Date of Report (Date of earliest event reported):  July 29, 1994


                          BB&T FINANCIAL CORPORATION
       -----------------------------------------------------------------
            (Exact name of registrant as specified in its charter)



      North Carolina                  0-7871                  56-1056232
- - ----------------------------       -------------          -----------------
(State or other jurisdiction        (Commission            (I.R.S. employer
     of incorporation)              file number)          identification no.)



 223 West Nash Street, Wilson, North Carolina                      27893
- - -----------------------------------------------                 -----------
  (Address of principal executive offices)                       (Zip code)



     Registrant's telephone number, including area code:   (919) 399-4291
                                                          ----------------


                                Not Applicable
       -----------------------------------------------------------------
         (Former name or former address, if changed since last report)

--- --- ---

- [EXERCISE TASKS]:
A. From the BB&T filing cover page, pull out the part starting with "BB&T FINANCIAL CORPORATION" and going on through "in its charter)".
B. Using the BB&T filing cover page, answer these:
(i) What is the date of the report?
(ii) What state is given as the place of incorporation?
(iii) What telephone number is listed for the registrant?
C. Write what comes next in the BB&T filing cover page, picking up right after its last line.

--- --- ---

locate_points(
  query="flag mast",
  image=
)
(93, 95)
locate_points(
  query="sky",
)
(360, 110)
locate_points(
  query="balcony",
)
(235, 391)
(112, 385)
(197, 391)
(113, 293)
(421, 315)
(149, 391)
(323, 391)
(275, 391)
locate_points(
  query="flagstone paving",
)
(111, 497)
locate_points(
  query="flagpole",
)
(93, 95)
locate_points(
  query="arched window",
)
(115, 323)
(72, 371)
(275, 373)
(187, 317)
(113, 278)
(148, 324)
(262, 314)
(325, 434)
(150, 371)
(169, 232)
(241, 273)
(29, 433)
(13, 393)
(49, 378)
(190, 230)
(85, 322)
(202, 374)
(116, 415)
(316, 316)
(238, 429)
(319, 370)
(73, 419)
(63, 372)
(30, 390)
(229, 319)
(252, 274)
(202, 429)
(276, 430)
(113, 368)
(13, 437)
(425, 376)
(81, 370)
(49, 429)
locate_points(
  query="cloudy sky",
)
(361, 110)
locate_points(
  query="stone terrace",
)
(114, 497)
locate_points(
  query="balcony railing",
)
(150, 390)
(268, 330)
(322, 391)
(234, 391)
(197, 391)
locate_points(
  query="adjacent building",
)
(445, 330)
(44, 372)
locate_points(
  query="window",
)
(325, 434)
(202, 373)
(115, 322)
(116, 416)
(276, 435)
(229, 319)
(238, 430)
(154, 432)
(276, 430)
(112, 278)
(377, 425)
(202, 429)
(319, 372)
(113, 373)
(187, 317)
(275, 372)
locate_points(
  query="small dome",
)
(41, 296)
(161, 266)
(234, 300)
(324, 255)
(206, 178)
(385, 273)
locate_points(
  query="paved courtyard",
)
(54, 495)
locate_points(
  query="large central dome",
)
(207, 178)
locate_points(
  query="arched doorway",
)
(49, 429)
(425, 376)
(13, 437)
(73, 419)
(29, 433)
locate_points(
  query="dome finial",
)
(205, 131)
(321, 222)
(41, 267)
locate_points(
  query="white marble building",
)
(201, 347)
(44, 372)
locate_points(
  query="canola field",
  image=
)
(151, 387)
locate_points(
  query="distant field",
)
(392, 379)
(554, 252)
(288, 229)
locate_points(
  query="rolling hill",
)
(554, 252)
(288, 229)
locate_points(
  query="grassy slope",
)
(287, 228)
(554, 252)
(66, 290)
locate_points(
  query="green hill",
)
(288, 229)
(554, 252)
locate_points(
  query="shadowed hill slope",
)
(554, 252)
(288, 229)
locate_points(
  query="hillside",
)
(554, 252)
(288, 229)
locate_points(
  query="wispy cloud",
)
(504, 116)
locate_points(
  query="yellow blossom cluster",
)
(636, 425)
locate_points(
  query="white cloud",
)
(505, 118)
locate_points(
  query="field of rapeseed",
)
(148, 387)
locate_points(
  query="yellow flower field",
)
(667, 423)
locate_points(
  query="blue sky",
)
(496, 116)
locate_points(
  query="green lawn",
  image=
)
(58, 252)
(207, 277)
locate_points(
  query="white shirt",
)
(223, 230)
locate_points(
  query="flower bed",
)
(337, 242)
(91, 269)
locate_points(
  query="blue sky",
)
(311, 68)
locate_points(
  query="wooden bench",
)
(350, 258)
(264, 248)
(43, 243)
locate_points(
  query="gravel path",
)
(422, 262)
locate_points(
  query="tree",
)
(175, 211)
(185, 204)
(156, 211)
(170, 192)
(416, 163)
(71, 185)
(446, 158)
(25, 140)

--- --- ---

- [EXPECTED RESPONSES]:
A.
BB&T FINANCIAL CORPORATION
       -----------------------------------------------------------------
            (Exact name of registrant as specified in its charter)

B.
(i) July 29, 1994
(ii) North Carolina
(iii) (919) 399-4291

C.
<PAGE>
 

Item 5. Other Events.
 

        On August 1, 1994, the Registrant and Southern National Corporation of 
Winston-Salem, North Carolina jointly announced the signing of a definitive 
agreement of merger. The merger of equals, unanimously approved on July 29 by 
the Boards of Directors of both companies, will be accomplished through a merger
to be accounted for as a pooling-of-interests. Included as exhibit 99.1 is the 
joint press release. 


Item 7. Financial Statements, Pro Forma Financial Information and Exhibits.


        (c) Exhibits

            99.1 Joint Press Release from BB&T Financial Corporation and 
Southern National Corporation of Winston-Salem, North Carolina, dated August 
1, 1994.



<PAGE>
 
                                  SIGNATURES

     Pursuant to the requirements of the Securities Exchange Act of 1934, the 
Registrant has duly caused this report to be signed on its behalf by the 
undersigned, thereunto duly authorized.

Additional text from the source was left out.